_BRIEF 1_: In the rows below, repeat everything from the line containing "of the circular" down to the line containing "[[228, 201]]", including both of those lines.

_PASSAGE SHOWN_:
--------------------

Can you describe the kinds of bodies that you’re talking about?

It’s the body of social exclusion. It’s the body of poverty. It’s the body of people who are living in precarity, people from the North of France, or from the South of France, who don’t have money, who come from the kinds of families that haven’t gotten an education in five generations—families like mine. I grew up in a family of seven, and we had to live on seven hundred euros a month. Five kids and two adults. Maybe you have to really come from that world to immediately identify it.

Actually, when I started to write books, it was because I had the impression that these kinds of bodies were never depicted. And, when I was a kid, my parents, and especially my mother, always said, “No one is talking about us. No one cares about us.” One of the most violent feelings we had was this feeling of not existing in the public discourse, in the eyes and voices of others. It was like an obsession. There was not one day where my mother didn’t say, “No one is talking about us. The whole world could care less.” And so, for example, elections were the moment when she tried to fight against that kind of invisibility. Voilà.

--------------------

_BRIEF 2_: Transcribe everything in the interview passage above, from "Actually, when I" down to "of invisibility. Voilà.".

_MATERIAL SHOWN_:
--------------------

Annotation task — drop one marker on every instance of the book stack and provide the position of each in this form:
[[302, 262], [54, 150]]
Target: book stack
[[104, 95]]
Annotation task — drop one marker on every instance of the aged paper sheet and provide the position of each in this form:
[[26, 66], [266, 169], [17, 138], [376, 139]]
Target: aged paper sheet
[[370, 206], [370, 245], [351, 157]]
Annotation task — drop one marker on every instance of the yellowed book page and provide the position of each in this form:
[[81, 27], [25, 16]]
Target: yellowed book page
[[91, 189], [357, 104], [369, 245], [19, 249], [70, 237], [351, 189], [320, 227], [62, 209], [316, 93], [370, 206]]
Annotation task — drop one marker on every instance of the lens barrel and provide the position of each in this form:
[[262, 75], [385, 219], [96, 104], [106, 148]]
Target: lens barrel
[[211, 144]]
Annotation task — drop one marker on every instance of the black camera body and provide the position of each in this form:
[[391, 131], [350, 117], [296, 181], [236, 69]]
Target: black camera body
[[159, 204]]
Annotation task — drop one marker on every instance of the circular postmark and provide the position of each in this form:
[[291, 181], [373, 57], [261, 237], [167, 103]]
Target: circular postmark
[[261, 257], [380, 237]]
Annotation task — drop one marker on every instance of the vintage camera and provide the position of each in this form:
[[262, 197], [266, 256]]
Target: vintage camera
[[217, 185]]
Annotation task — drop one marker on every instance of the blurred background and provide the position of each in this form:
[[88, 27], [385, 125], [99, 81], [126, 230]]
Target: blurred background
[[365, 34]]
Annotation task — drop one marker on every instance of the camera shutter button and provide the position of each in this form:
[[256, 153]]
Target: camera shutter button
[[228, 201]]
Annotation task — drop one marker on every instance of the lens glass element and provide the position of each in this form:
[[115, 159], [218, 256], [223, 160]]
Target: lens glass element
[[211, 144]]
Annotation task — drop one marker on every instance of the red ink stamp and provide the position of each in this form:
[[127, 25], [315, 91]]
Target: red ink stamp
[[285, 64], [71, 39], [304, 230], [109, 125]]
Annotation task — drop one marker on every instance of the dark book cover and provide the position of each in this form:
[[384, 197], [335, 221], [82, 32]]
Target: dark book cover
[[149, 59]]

--------------------

_OUTPUT 1_:
Annotation task — drop one marker on every instance of the circular postmark and provide the position of each in this form:
[[291, 181], [373, 57], [261, 237], [167, 103]]
Target: circular postmark
[[261, 257], [380, 237]]
Annotation task — drop one marker on every instance of the vintage camera and provide the position of each in this form:
[[262, 197], [266, 256]]
Target: vintage camera
[[217, 185]]
Annotation task — drop one marker on every instance of the blurred background and provide the position of each in this form:
[[88, 27], [385, 125], [99, 81], [126, 230]]
Target: blurred background
[[365, 34]]
Annotation task — drop one marker on every instance of the camera shutter button and provide the position of each in this form:
[[256, 153]]
Target: camera shutter button
[[228, 201]]

_OUTPUT 2_:
Actually, when I started to write books, it was because I had the impression that these kinds of bodies were never depicted. And, when I was a kid, my parents, and especially my mother, always said, “No one is talking about us. No one cares about us.” One of the most violent feelings we had was this feeling of not existing in the public discourse, in the eyes and voices of others. It was like an obsession. There was not one day where my mother didn’t say, “No one is talking about us. The whole world could care less.” And so, for example, elections were the moment when she tried to fight against that kind of invisibility. Voilà.